---------- SEITE ----------
Studie zu HR-Startups: Alles auf Neustart Infografik

Wie gelingt die Zusammenarbeit zwischen Start-up und Corporate? Welche Erwartungen zur Kooperation bestehen? Eine Studie der Wiesbaden Business School, der Beratungs­gesellschaft HKP und des Personalmagazins bringt Licht ins Dunkel.

Damit sich eine stabile Beziehung etabliert, müssen die Beteiligten Erwartungserwartungen ausbilden – nach dem Systemtheoretiker Niklas Luhmann sind das Erwartungen, die sich auf die Erwartungen des Gegenübers beziehen: Welches Verhalten erwarte ich von meinem Gegenüber und welches zeige ich, weil ich seine Erwartungen antizipiere? Anders formuliert: Was glaube ich, dass mein Gegenüber will, und verhalte ich mich entsprechend? Zumindest aber sollten die Beteiligten wissen, welche Erwartungen vom jeweils anderen Partner zu erwarten sind. In den Worten eines HR-Start-up-Gründers ausgedrückt: Zentral ist, dass „jeder wissen muss, was er will, wann er etwas will und was er nicht versteht“. Aber genau hier besteht Verbesserungspotenzial, wie die Studie offenlegt. Die größten Missverständnisse gibt es entlang der folgenden Erwartungserwartungen.
----------
> **WORUM ES GEHT**:
1. Welche drei Beteiligten haben laut dem Text über HR-Start-ups die Studie erstellt?
2. Schreib den Abschnitt des Textes über HR-Start-ups, der mit „Studie zu HR-Startups: Alles“ anfängt und mit „Licht ins Dunkel.“ aufhört, noch einmal ab und setze dabei „Konzern“ anstelle von „Corporate“ ein.
---------- AUSZUG QUELLE ----------
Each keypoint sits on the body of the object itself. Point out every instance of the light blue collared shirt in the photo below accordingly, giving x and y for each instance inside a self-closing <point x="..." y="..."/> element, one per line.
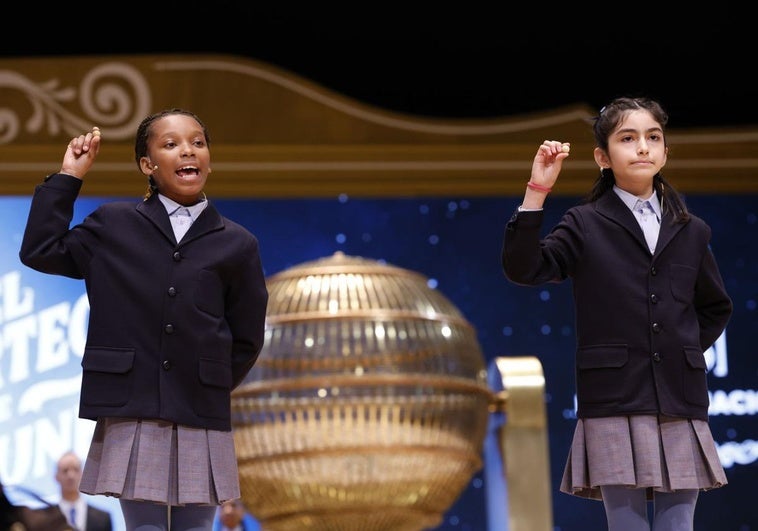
----------
> **DIE LÖSUNGEN**:
1. Die Wiesbaden Business School, die Beratungsgesellschaft HKP und das Personalmagazin.

2.
Studie zu HR-Startups: Alles auf Neustart Infografik

Wie gelingt die Zusammenarbeit zwischen Start-up und Konzern? Welche Erwartungen zur Kooperation bestehen? Eine Studie der Wiesbaden Business School, der Beratungs­gesellschaft HKP und des Personalmagazins bringt Licht ins Dunkel.